** Start of Data to process **

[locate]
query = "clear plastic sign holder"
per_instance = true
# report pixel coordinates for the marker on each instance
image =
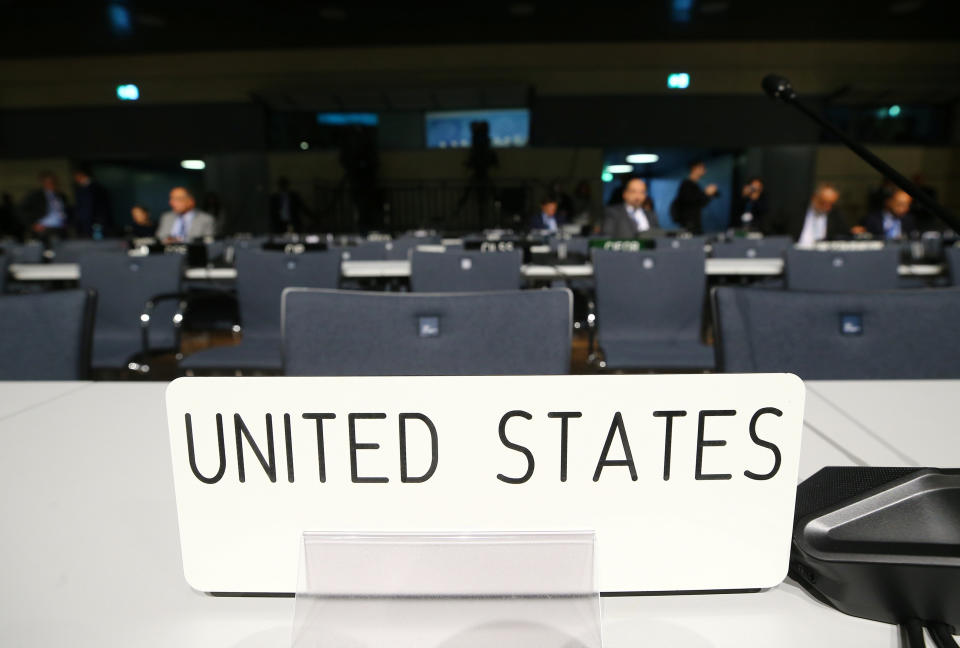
(447, 590)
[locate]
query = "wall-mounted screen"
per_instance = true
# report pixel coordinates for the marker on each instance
(451, 129)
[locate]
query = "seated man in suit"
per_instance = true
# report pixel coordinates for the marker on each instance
(45, 210)
(185, 222)
(820, 222)
(629, 219)
(548, 219)
(894, 220)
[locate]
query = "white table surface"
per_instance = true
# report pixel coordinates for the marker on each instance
(90, 546)
(401, 268)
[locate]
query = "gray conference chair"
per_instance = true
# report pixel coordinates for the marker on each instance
(387, 334)
(132, 292)
(650, 309)
(465, 271)
(901, 334)
(72, 250)
(842, 271)
(952, 255)
(769, 247)
(46, 336)
(261, 278)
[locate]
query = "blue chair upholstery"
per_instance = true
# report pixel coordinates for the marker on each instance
(400, 248)
(46, 336)
(835, 336)
(71, 250)
(261, 278)
(124, 287)
(842, 271)
(952, 255)
(465, 271)
(388, 334)
(769, 247)
(650, 309)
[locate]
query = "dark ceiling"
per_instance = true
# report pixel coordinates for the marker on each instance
(34, 28)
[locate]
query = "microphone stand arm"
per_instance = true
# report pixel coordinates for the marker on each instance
(885, 169)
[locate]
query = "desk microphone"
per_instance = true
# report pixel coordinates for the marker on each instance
(779, 88)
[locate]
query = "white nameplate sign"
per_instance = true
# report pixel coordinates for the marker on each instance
(688, 480)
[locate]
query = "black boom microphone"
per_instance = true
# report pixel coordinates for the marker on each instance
(780, 88)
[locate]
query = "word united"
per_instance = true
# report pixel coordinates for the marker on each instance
(615, 453)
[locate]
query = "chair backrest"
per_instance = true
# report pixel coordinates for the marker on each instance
(769, 247)
(842, 271)
(262, 275)
(124, 284)
(387, 334)
(46, 336)
(71, 250)
(823, 336)
(952, 255)
(650, 295)
(465, 271)
(364, 251)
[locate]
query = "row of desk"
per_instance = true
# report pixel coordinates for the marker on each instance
(91, 549)
(764, 267)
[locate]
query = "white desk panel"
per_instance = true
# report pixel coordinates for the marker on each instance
(91, 552)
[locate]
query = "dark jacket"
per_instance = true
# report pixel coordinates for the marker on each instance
(686, 209)
(617, 223)
(34, 207)
(873, 223)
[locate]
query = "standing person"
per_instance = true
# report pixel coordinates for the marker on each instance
(185, 222)
(45, 209)
(820, 221)
(629, 219)
(287, 209)
(752, 209)
(687, 207)
(91, 215)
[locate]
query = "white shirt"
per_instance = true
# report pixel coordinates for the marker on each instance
(814, 227)
(640, 218)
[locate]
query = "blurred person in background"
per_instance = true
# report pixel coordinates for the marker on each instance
(629, 219)
(752, 208)
(287, 209)
(894, 220)
(45, 209)
(820, 221)
(91, 215)
(549, 219)
(213, 206)
(143, 226)
(184, 222)
(9, 223)
(687, 207)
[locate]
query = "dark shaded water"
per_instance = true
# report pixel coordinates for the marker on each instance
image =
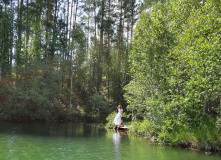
(69, 141)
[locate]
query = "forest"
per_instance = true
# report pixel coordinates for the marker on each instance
(77, 60)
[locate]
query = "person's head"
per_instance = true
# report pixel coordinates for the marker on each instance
(119, 107)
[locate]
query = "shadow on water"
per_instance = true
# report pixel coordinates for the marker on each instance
(50, 129)
(82, 141)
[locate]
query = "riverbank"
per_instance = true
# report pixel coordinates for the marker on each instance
(198, 138)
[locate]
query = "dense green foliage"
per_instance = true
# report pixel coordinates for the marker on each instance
(64, 60)
(175, 91)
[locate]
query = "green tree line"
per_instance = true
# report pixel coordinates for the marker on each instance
(64, 60)
(174, 93)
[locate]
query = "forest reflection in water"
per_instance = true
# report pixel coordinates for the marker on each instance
(82, 141)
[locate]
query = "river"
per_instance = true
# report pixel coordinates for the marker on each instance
(70, 141)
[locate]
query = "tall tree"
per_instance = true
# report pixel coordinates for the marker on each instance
(47, 29)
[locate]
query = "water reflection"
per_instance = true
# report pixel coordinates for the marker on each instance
(116, 140)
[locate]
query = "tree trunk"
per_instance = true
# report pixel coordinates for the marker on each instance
(47, 30)
(119, 40)
(74, 25)
(54, 31)
(101, 48)
(27, 32)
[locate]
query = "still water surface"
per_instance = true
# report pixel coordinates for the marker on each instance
(69, 141)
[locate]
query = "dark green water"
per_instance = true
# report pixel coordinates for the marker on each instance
(40, 141)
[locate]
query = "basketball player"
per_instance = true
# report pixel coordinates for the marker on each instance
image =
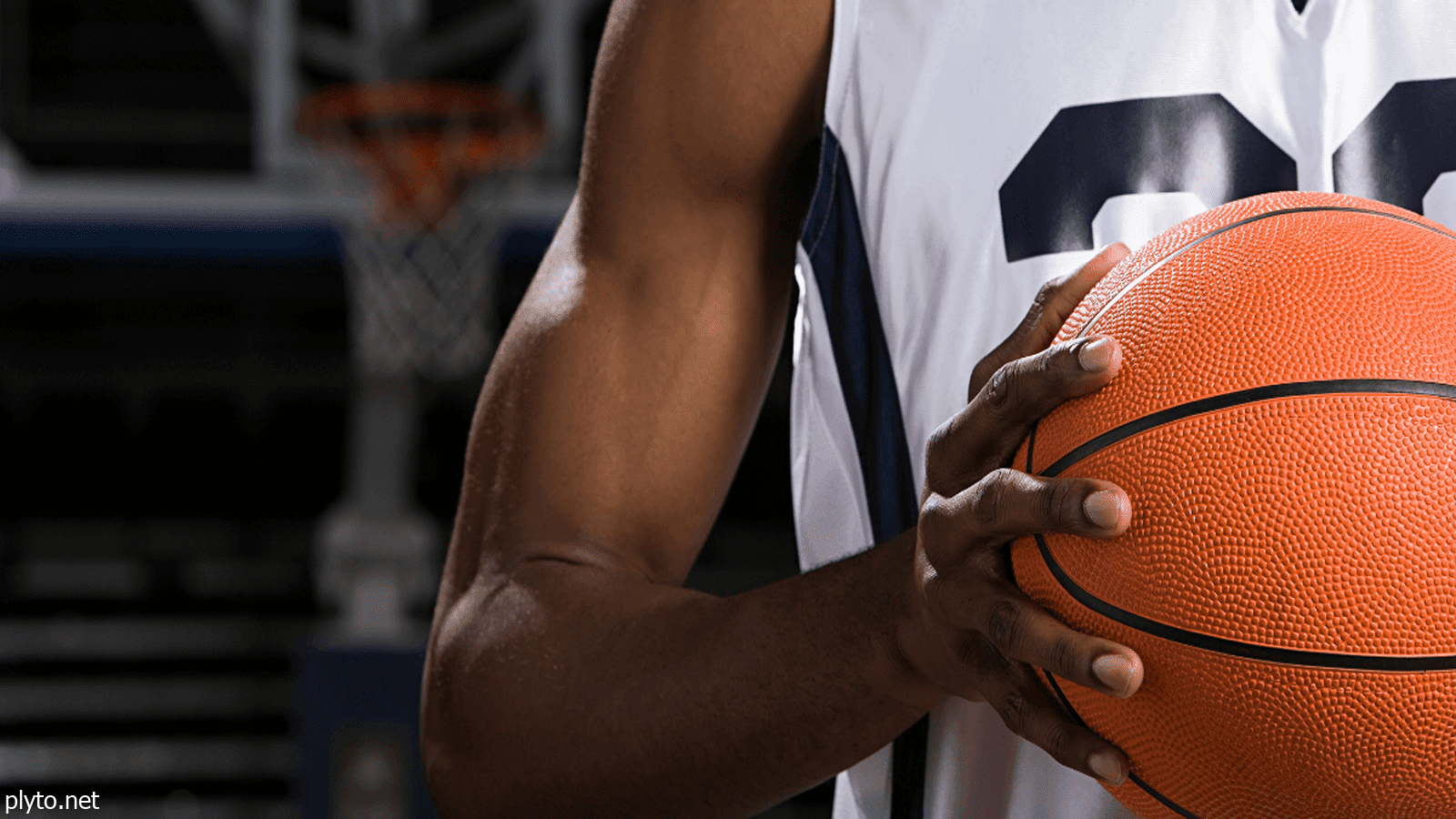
(926, 169)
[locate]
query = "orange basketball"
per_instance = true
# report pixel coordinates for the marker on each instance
(1286, 430)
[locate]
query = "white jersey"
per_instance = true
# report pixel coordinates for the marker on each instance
(975, 149)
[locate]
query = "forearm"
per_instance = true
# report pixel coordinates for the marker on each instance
(565, 690)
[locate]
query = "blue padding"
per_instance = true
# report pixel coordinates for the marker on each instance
(210, 239)
(344, 693)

** End of Data to process **

#### Goal
Retype each line of the listing above word for word. Exclude the pictures.

#### Answer to this exercise
[locate]
query = "clear plastic sign holder"
per_instance = true
# report pixel coordinates for the marker on each instance
image =
(447, 590)
[locate]
query = "wall-mounted screen"
per_instance = true
# report pixel coordinates for the marker on each instance
(451, 129)
[locate]
query = "seated man in suit"
per_instance = true
# report pixel coordinates for the marker on each instance
(45, 210)
(185, 222)
(820, 222)
(629, 219)
(548, 219)
(894, 220)
[locate]
query = "white table surface"
per_instance = true
# report pixel coordinates for the marker on each instance
(90, 546)
(401, 268)
[locate]
query = "gray conference chair"
per_instance = true
# report pixel coordinates for the marker on each instance
(387, 334)
(132, 292)
(650, 309)
(465, 271)
(901, 334)
(72, 250)
(842, 271)
(952, 255)
(769, 247)
(46, 336)
(261, 278)
[locate]
query = "blue chair upholstery"
per_instance = true
# report pixel coordinates for the marker on each instance
(400, 248)
(46, 336)
(835, 336)
(71, 250)
(261, 278)
(124, 287)
(842, 271)
(952, 255)
(465, 271)
(388, 334)
(769, 247)
(650, 309)
[locate]
query = "dark ceiling"
per_instance = true
# report pixel coordinates for the marker on each instance
(34, 28)
[locate]
query = "microphone stand arm"
per_instance = true
# report pixel coordinates for the marker on each instance
(885, 169)
[locate]
query = "desk microphone"
per_instance = true
# report pixel coordinates for the marker on each instance
(779, 88)
[locate]
query = "white nameplate sign"
per_instance = true
# report pixel coordinates for the marker on each instance
(688, 480)
[locate]
query = "black boom microphone"
per_instance = true
# report pixel coordinates for the marker on each instance
(780, 88)
[locate]
query = "word united"
per_instance = true
# report pixel coordinates for the marker on each instance
(615, 453)
[locate]
query = "chair backrest"
per_instance = true
# report pixel coordinates for the marker on each instance
(769, 247)
(842, 271)
(262, 275)
(124, 284)
(387, 334)
(46, 336)
(71, 250)
(823, 336)
(952, 255)
(650, 295)
(465, 271)
(364, 251)
[locate]
query = "row of desk"
per_instance = true
# report pixel coordinates for the marker on each instance
(91, 549)
(764, 267)
[locate]
query = "white desk panel"
per_instance = true
# report pixel coordinates for the marker on each instance
(91, 552)
[locate]
query = "dark jacket"
per_instance = true
# report pixel coordinates for the marker on each instance
(686, 209)
(617, 223)
(34, 207)
(873, 223)
[locate]
query = "standing person"
per_instance = true
# report pixel coordinates for the marker on each instance
(185, 222)
(45, 209)
(820, 221)
(629, 219)
(287, 209)
(752, 209)
(687, 207)
(91, 215)
[locate]
query = "white shirt"
per_instance = true
# report pixel coordinates for the marker on each instance
(814, 227)
(640, 218)
[locate]
query = "blurred person in background"
per_instance = true
# report pixel coordinates for the marker on each instance
(629, 219)
(752, 208)
(287, 209)
(894, 220)
(45, 209)
(820, 221)
(91, 215)
(549, 219)
(213, 206)
(143, 226)
(184, 222)
(9, 223)
(687, 207)
[locate]
query = "dark shaded water"
per_instance = true
# report pixel coordinates for the marker on each instance
image =
(69, 141)
[locate]
query = "forest"
per_instance = true
# report pixel coordinates for the marker on each instance
(77, 60)
[locate]
query = "person's head"
per_instance = true
# report pixel coordinates for the marker on each instance
(119, 107)
[locate]
query = "shadow on water"
per_instance = true
# report pixel coordinates for the marker on each instance
(50, 129)
(82, 141)
[locate]
query = "riverbank"
per_instance = true
# report pixel coordinates for the marker on each instance
(198, 138)
[locate]
query = "dense green foliage"
per_instance = true
# report pixel coordinates for the marker on each instance
(64, 60)
(175, 91)
[locate]
query = "green tree line"
per_instance = true
# report pixel coordinates for the marker on each instance
(64, 60)
(174, 93)
[locate]
query = "forest reflection in water"
per_instance = true
# report pixel coordinates for the marker on each instance
(82, 141)
[locate]
query = "river"
per_instance = true
# report pixel coordinates for the marker on each instance
(70, 141)
[locate]
query = "tall tree"
per_instance = true
# report pixel coordinates for the marker on each instance
(47, 29)
[locate]
query = "water reflection"
per_instance = true
# report pixel coordinates for the marker on each instance
(116, 140)
[locate]
query = "tree trunk"
per_instance = true
# report pixel coordinates for the marker on each instance
(47, 30)
(119, 40)
(74, 25)
(54, 31)
(101, 48)
(27, 32)
[locate]
query = "still water surface"
per_instance = true
# report pixel coordinates for the marker on each instance
(69, 141)
[locate]
query = "dark green water"
per_instance = true
# report pixel coordinates for the marker on each instance
(40, 141)
[locate]
query = "basketball player"
per_instance = true
# report pixel coordinates for the marker on each instance
image =
(926, 169)
[locate]
query = "orange basketball"
per_instance = true
# report pixel coordinates for the marker on each instance
(1286, 430)
[locate]
query = "white jersey"
per_instance = true
# report pixel coordinates for the marker on each instance
(975, 149)
[locate]
query = "forearm"
per_instance = true
# report pixel coordinates for the marker on each instance
(565, 690)
[locate]
query = "blue padding"
per_instance = true
# report pixel coordinates for the marker on each instance
(210, 239)
(344, 693)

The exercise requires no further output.